— What is being asked —
Render every line of the items that follow as a JSON array of strings, one string per line, omitting any blank lines.

Dataset rows:
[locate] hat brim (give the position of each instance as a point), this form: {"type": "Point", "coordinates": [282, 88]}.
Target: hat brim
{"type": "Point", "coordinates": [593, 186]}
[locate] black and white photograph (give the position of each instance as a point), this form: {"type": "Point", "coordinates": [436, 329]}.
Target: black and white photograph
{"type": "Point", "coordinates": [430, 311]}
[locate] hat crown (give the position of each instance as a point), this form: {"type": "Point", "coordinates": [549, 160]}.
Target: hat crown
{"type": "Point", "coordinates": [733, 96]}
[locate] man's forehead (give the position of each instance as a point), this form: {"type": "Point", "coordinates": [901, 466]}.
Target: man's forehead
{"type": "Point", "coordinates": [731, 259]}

— Response for this exercise —
[
  "[locate] hat brim (give the position of each instance as a point), this form: {\"type\": \"Point\", \"coordinates\": [282, 88]}.",
  "Target: hat brim",
  "{\"type\": \"Point\", \"coordinates\": [593, 186]}",
  "[locate] black and white photograph (give the position of each instance as a point), this form: {\"type\": \"Point\", \"coordinates\": [436, 329]}.",
  "Target: black and white photograph",
  "{\"type\": \"Point\", \"coordinates\": [430, 311]}",
  "[locate] hat crown (give the position of each instance as a point), this form: {\"type\": \"Point\", \"coordinates\": [549, 160]}.",
  "Target: hat crown",
  "{\"type\": \"Point\", \"coordinates\": [733, 96]}",
  "[locate] man's forehead (give the position of each instance as a point), this form: {\"type\": \"Point\", \"coordinates\": [901, 466]}.",
  "Target: man's forehead",
  "{\"type\": \"Point\", \"coordinates\": [731, 259]}"
]